■ **WHAT THE TASK ASKS**: Without any pictures, restate the full set of records below exactly.
........
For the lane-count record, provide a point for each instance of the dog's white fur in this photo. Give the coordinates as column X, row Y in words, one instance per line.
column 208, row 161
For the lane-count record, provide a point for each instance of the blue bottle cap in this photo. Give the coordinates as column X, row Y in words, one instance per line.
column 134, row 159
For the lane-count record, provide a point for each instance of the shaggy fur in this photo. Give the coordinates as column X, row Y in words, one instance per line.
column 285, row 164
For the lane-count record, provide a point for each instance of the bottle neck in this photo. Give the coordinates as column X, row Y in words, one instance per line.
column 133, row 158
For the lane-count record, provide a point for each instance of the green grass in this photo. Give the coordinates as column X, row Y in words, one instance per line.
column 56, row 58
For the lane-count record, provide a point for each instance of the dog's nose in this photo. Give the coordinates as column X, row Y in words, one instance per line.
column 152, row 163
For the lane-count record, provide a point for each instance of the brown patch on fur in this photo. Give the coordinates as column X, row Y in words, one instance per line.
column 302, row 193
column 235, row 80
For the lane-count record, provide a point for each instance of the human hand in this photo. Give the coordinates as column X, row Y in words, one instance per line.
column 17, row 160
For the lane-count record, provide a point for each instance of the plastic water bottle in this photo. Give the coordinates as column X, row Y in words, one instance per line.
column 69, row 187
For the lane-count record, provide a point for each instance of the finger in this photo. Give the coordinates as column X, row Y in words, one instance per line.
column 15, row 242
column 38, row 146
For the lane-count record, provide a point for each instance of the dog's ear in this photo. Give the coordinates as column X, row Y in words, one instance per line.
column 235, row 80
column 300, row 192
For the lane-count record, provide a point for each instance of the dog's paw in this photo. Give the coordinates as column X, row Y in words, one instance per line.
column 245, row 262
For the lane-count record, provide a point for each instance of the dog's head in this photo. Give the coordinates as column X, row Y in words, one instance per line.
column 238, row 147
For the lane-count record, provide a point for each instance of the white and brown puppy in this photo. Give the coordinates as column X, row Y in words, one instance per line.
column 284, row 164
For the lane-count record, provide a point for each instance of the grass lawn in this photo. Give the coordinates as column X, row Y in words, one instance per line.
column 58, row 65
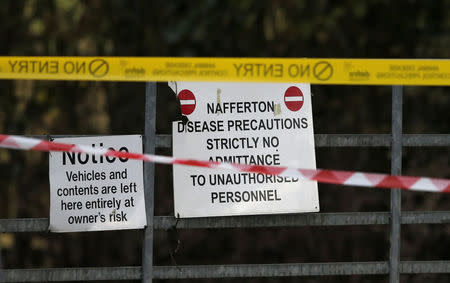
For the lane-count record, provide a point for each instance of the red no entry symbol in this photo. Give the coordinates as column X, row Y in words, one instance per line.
column 293, row 98
column 187, row 101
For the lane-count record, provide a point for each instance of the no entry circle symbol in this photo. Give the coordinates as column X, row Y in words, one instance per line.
column 323, row 70
column 187, row 101
column 293, row 98
column 98, row 68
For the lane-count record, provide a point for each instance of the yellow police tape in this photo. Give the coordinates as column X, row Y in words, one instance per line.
column 316, row 70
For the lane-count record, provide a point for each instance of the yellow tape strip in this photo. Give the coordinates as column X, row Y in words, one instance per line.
column 315, row 71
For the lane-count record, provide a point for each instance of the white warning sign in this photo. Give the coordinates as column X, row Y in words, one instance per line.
column 250, row 123
column 93, row 193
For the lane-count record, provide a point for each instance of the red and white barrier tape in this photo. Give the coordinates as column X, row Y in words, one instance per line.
column 348, row 178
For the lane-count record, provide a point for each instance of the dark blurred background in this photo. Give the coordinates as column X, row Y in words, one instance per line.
column 253, row 28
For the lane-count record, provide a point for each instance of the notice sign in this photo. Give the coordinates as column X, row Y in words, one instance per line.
column 92, row 193
column 251, row 123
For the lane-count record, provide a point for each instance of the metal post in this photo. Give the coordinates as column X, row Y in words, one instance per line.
column 149, row 180
column 1, row 268
column 396, row 169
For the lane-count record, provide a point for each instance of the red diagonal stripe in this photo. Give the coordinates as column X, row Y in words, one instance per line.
column 442, row 185
column 53, row 146
column 332, row 177
column 10, row 142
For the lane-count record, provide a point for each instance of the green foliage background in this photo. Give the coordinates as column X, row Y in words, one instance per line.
column 323, row 28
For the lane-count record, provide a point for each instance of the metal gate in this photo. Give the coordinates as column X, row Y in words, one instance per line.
column 394, row 218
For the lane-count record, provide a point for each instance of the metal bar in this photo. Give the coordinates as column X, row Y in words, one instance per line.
column 415, row 267
column 149, row 180
column 1, row 266
column 223, row 271
column 396, row 169
column 270, row 270
column 425, row 217
column 290, row 220
column 72, row 274
column 426, row 140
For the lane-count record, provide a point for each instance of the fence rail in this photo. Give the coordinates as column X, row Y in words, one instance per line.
column 147, row 271
column 258, row 221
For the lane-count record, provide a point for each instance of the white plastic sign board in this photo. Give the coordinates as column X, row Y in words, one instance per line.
column 93, row 193
column 251, row 123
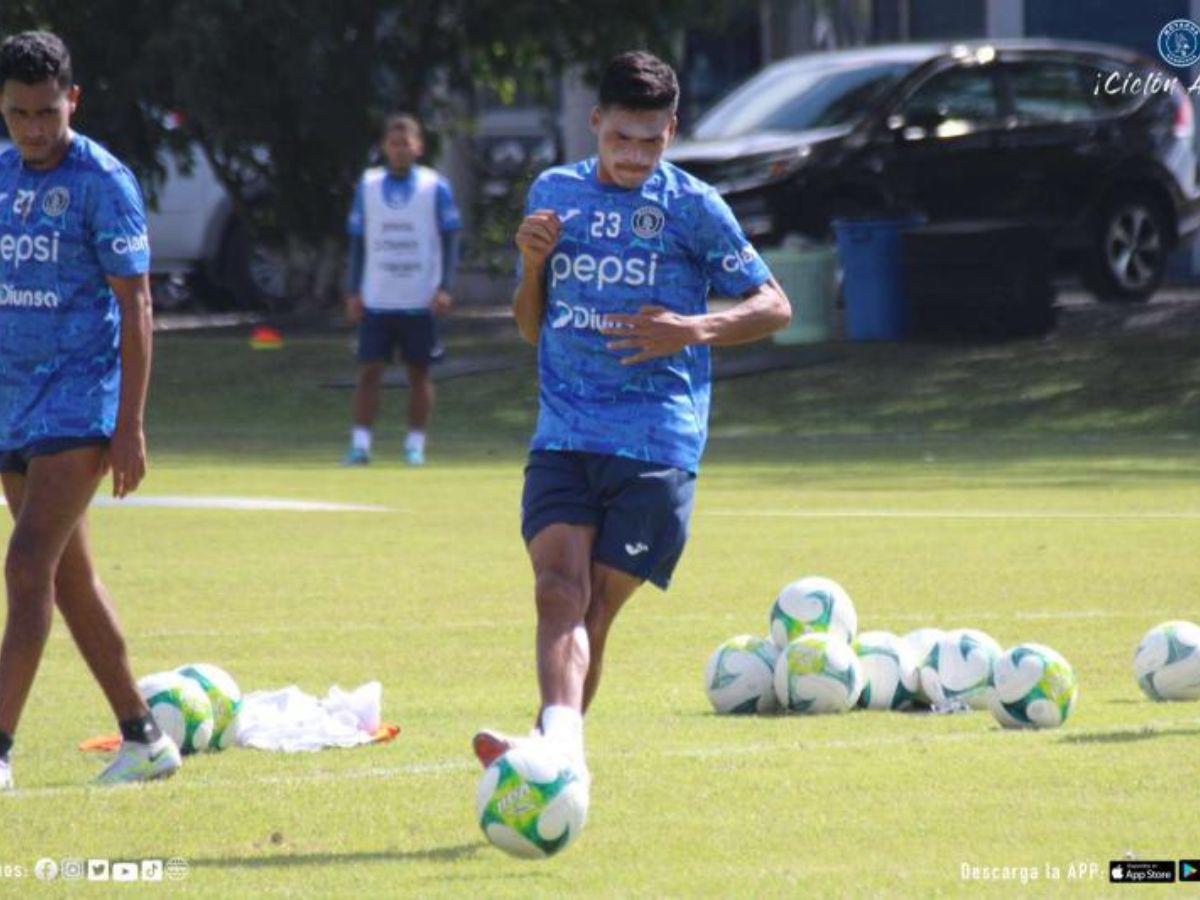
........
■ **RESULT OF THIS TASK**:
For the lane-count record, provide a point for each instance of the dog's white fur in this photo. Give the coordinates as column X, row Y in words, one instance per line.
column 208, row 161
For the lane-count record, provide a point for each instance of the blue bottle cap in this photo. Give the coordinates as column X, row Y in words, one instance per line.
column 134, row 159
For the lane-count record, provide a point for each instance of the shaggy fur in this photo. Give the coordinates as column X, row Y in words, one instance per line.
column 285, row 164
For the lane-count record, provide a point for each instance of the bottle neck in this photo. Give the coordinates as column X, row Y in words, one instance per line.
column 133, row 158
For the lane-count record, provide a point for each instance of the green grass in this photo. Give the coordinates as column X, row Y in words, one instance per line.
column 56, row 58
For the lane-count record, provide a point for each instance of the dog's nose in this photo. Give the coordinates as column X, row Y in words, one instance per line.
column 152, row 163
For the lane-count record, provide a point for each instance of the brown patch on fur in this photo. Give the coordinates as column X, row Y in words, one instance per line.
column 302, row 193
column 235, row 80
For the lane-count record, provide a point for each instance of the human hand in this photo. Give the coordinates as column X, row Y in words, one instance per line.
column 17, row 160
For the lane-count record, provide a point for each instance of the plastic water bottle in this photo. Give the coordinates as column X, row Y in words, one instance per line.
column 69, row 187
For the lane-count record, provide a point for each instance of the finger in this photo. Give the coordinates as column X, row Y in words, one instance per line.
column 15, row 242
column 38, row 146
For the lane-count record, provide a point for each instance of the dog's ear in this photo. Give the coordinates as column X, row Y in words, one instance per line.
column 235, row 80
column 300, row 192
For the lane-count record, provide a point for each instance of the dog's paw in this photo. Give the coordinates as column X, row Y in words, one instance per line.
column 245, row 262
For the lane-count record, provide a point for each instance of the dog's head in this photo. Give the coordinates as column X, row Y in words, one instance per line.
column 238, row 147
For the lane-count record, provide a point for each instance of the white and brown puppy in this photo. Give the coordinates as column X, row Y in words, one instance per line.
column 284, row 164
For the lane-count record, provide a point for each instance of the grass lawn in this photo. Give the coordinates as column X, row Y in words, one instance per line.
column 58, row 65
For the lane-count record, provide a point for each instance of the red no entry symbol in this photo. Give the coordinates as column X, row Y in words, one instance per line.
column 293, row 98
column 187, row 101
For the lane-count record, provide a point for each instance of the no entry circle symbol in this photo. Give the coordinates as column X, row Y in words, one instance per line.
column 323, row 70
column 187, row 101
column 293, row 98
column 98, row 68
For the lane-count record, provide a point for each instance of the yellow police tape in this photo. Give the coordinates as column X, row Y in words, one instance per line.
column 316, row 70
For the lane-count record, provide a point for each instance of the yellow tape strip in this photo. Give the coordinates as column X, row Y in words, one instance per line.
column 315, row 71
For the lane-count record, provide a point for each instance of the white warning sign in this photo. Give the coordinates as column X, row Y in words, one instance per line.
column 250, row 123
column 93, row 193
For the lane-count record, provide a point for each instance of the red and white barrier tape in this photo. Give the coordinates as column X, row Y in words, one instance per line.
column 348, row 178
For the lane-count record, provide a point for each instance of the dark blurred background in this photo. Give the coordinates as column X, row Y in words, one instance per line.
column 253, row 28
For the lane-count record, provide a point for each instance of the notice sign in this photo. Give the coordinates as column X, row Y in words, one instance per line.
column 92, row 193
column 251, row 123
For the lane-count record, provide a point for each instance of the metal post in this photo. Give the coordinates as column X, row Y in words, one instance per line.
column 149, row 180
column 1, row 268
column 396, row 169
For the lane-count record, provide a point for each instance of the red diagonal stripe in this photo. Give the coordinates as column X, row Y in words, one instance per line.
column 442, row 185
column 53, row 146
column 332, row 177
column 10, row 142
For the lane-count record, provide a point for each instance of the green foliage background in this photo. Give the coordinates as column X, row Y in words, one instance per line.
column 323, row 28
For the lane-count record, provide a point for each instance of the metal gate in this photo. Give the coordinates as column X, row Y in words, one instance per line.
column 394, row 218
For the lane-count record, provide a point for each instance of the metal bar in this photo. Give the coordinates as column X, row Y in words, one instance per line.
column 415, row 267
column 149, row 180
column 1, row 266
column 223, row 271
column 396, row 169
column 270, row 270
column 425, row 217
column 290, row 220
column 72, row 274
column 426, row 140
For the lane-count record, provide a point for each instance of the fence rail in this photo. Give the coordinates as column X, row Y in words, one instance per line.
column 147, row 271
column 258, row 221
For the lane-count record, provide a point for each instance of the white plastic sign board in this photo. Give the coordinates as column X, row Y in words, one instance per line.
column 93, row 193
column 251, row 123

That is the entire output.